» Your objective
Copy the stretch from the line containing "the truck logo" through the end of the records, both ends included and the requests too, shifting every x and y coordinate in the answers by -22. Give only these lines.

» Data in this exercise

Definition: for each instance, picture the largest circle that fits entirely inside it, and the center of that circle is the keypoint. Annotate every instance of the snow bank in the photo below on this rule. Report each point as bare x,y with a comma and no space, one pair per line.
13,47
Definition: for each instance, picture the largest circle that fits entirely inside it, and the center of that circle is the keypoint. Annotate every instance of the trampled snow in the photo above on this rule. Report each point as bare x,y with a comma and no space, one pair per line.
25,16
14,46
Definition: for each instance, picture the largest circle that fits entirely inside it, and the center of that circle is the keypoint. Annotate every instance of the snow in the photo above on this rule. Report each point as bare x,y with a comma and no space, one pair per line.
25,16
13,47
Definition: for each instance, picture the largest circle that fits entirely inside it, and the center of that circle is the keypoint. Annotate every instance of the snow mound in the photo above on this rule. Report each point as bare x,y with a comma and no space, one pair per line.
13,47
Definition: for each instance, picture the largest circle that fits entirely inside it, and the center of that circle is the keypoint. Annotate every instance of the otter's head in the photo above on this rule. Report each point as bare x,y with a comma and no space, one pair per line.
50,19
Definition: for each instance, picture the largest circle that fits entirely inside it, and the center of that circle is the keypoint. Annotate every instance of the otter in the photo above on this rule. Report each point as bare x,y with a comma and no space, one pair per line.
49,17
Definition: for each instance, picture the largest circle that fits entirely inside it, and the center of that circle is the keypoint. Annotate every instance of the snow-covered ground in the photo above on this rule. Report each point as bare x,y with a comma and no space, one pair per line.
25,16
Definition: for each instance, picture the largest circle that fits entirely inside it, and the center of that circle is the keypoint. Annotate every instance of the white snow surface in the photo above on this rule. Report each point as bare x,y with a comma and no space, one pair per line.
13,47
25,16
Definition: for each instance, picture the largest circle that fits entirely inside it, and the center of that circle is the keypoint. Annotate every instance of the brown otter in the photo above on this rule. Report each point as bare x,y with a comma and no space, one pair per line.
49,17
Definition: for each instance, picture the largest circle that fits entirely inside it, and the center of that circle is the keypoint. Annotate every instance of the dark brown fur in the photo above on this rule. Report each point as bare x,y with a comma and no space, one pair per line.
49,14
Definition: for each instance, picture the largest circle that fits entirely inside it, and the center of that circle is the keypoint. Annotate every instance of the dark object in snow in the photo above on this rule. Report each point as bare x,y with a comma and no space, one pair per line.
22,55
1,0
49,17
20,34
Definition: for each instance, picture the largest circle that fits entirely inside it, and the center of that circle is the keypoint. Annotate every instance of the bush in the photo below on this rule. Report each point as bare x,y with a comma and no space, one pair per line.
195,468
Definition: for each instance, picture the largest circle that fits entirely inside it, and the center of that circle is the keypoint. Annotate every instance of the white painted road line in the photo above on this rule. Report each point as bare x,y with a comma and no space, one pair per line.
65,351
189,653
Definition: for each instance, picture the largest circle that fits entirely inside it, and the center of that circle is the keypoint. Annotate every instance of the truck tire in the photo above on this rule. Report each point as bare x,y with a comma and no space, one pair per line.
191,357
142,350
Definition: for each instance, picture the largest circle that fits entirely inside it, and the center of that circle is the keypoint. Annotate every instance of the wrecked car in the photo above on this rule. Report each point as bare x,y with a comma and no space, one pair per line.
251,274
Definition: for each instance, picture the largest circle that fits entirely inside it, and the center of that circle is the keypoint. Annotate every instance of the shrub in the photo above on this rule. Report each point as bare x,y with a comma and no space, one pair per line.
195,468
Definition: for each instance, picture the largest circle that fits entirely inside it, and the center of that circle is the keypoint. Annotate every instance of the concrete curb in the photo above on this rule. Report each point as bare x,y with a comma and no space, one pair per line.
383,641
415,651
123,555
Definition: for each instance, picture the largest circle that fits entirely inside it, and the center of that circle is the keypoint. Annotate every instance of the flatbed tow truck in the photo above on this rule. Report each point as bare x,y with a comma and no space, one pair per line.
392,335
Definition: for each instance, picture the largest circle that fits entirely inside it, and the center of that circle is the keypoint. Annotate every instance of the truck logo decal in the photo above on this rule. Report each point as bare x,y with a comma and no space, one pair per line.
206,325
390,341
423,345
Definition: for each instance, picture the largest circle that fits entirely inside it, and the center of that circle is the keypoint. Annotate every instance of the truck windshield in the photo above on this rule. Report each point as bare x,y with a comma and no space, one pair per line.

» Solution to this exercise
Definition: for each instance, picture the largest circle that fits entirely inside it, and the center of that circle is the keypoint. Annotate every instance of the truck logo decal in the photo above on this rule. Report each point as bare x,y with a comma and no space, one pair per line.
184,303
368,319
401,323
Definition: for each instance, picture the largest circle that fits entirely inside it, and the center of that circle is the keypoint. Annotate every instance of the truck windshield in the photo above on this rule. Report each point as bare x,y with a comma and no space, one pair per line.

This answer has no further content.